| REQUIRED TASK |
Return every one of the rows below word for word, keeping each line in its original order.
···
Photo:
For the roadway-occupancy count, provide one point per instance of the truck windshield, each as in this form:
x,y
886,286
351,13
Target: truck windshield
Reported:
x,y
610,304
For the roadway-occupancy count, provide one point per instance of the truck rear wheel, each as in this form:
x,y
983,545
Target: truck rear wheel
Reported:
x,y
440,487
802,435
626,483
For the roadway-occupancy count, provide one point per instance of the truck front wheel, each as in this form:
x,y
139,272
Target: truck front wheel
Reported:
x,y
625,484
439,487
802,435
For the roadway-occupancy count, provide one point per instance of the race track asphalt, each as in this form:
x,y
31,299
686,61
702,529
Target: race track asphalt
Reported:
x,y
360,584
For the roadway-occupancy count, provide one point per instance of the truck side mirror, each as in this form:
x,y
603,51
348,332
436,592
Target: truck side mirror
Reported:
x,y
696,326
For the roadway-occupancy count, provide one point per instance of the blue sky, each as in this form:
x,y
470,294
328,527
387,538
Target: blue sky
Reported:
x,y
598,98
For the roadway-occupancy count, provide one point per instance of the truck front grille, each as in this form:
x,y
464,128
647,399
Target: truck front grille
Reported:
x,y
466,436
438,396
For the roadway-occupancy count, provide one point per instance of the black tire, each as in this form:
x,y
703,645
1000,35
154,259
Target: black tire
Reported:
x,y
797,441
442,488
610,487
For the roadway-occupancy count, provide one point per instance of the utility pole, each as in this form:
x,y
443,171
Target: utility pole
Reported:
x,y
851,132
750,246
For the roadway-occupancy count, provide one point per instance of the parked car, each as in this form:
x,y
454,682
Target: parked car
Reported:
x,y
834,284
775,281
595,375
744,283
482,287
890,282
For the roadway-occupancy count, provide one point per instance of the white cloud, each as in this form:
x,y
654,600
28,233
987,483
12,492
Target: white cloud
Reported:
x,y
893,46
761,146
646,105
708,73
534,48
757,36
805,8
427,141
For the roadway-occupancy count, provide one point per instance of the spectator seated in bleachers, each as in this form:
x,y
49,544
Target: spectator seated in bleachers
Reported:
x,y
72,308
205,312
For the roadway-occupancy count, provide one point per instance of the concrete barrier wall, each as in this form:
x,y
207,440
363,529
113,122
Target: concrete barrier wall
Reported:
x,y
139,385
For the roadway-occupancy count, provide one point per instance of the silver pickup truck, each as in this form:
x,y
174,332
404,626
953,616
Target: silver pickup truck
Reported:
···
| EXERCISE OUTPUT |
Photo:
For the roadway-occupancy count, provide one point per instance of the truck windshield, each as in this form:
x,y
886,286
351,13
Target: truck windshield
Reported:
x,y
610,304
For the roadway-occupancy count, provide one point per instance of the truck rear wheel, each as in this form:
x,y
983,545
Target: truck rear wheel
Reported:
x,y
440,487
802,435
626,483
For the roadway-occupancy count, provide one point per instance of the truck front wheel, each as in this form:
x,y
139,272
Target: truck front wheel
Reported:
x,y
625,484
439,487
802,435
For the roadway-occupancy count, provide one point per instance of the race track asphalt, each as in this form:
x,y
31,299
686,61
702,529
Target: race track asphalt
Reported:
x,y
360,584
For the roadway-occupancy count, provide one point per instance of the truck side mirror, each as in this form:
x,y
603,51
348,332
436,592
Target: truck side mirror
Reported:
x,y
696,326
For the roadway-occupancy count, provide one point per instance of the blue sky, each as in this form:
x,y
470,294
328,527
387,538
Target: blue sky
Reported:
x,y
598,98
For the roadway-occupancy count, provide one point per instance of the truck front grille, each as in this form:
x,y
464,128
647,399
Target: truck front grille
Reported:
x,y
466,436
438,396
For the roadway-occupancy count, provide one point per instance of the black tire, each as in this form:
x,y
703,645
1000,35
154,259
Target: black tire
Reported:
x,y
797,441
442,488
610,487
For the roadway-occupancy count, provide one point per instance of the utility pole, each as in this form:
x,y
443,171
Target: utility pole
Reported:
x,y
851,132
750,246
For the roadway-occupancy count, provide one point per instance of the parked car, each as in this form:
x,y
454,682
Target: parked car
Reported:
x,y
834,284
775,281
595,375
744,283
482,287
890,282
For the roadway-occupancy count, provide one point per instance of the white cloud, each as in this form:
x,y
654,600
28,233
987,483
12,492
Target: white cloud
Reported:
x,y
893,46
761,146
646,105
708,73
534,48
757,36
805,8
427,141
For the roadway-occupancy count, provide one point per instance of the spectator seated in bleachers, each as in this form:
x,y
49,544
Target: spectator seated in bleachers
Reported:
x,y
72,308
205,312
For the roadway-occupancy count, provide one point per instance of the concrete barrier wall, each as in this form:
x,y
207,440
363,529
113,122
Target: concrete barrier wall
Reported:
x,y
139,385
For the roadway-occupancy count, provide one point per instance of the silver pickup truck, each as in this form:
x,y
174,332
404,626
953,616
Target: silver pickup truck
Reported:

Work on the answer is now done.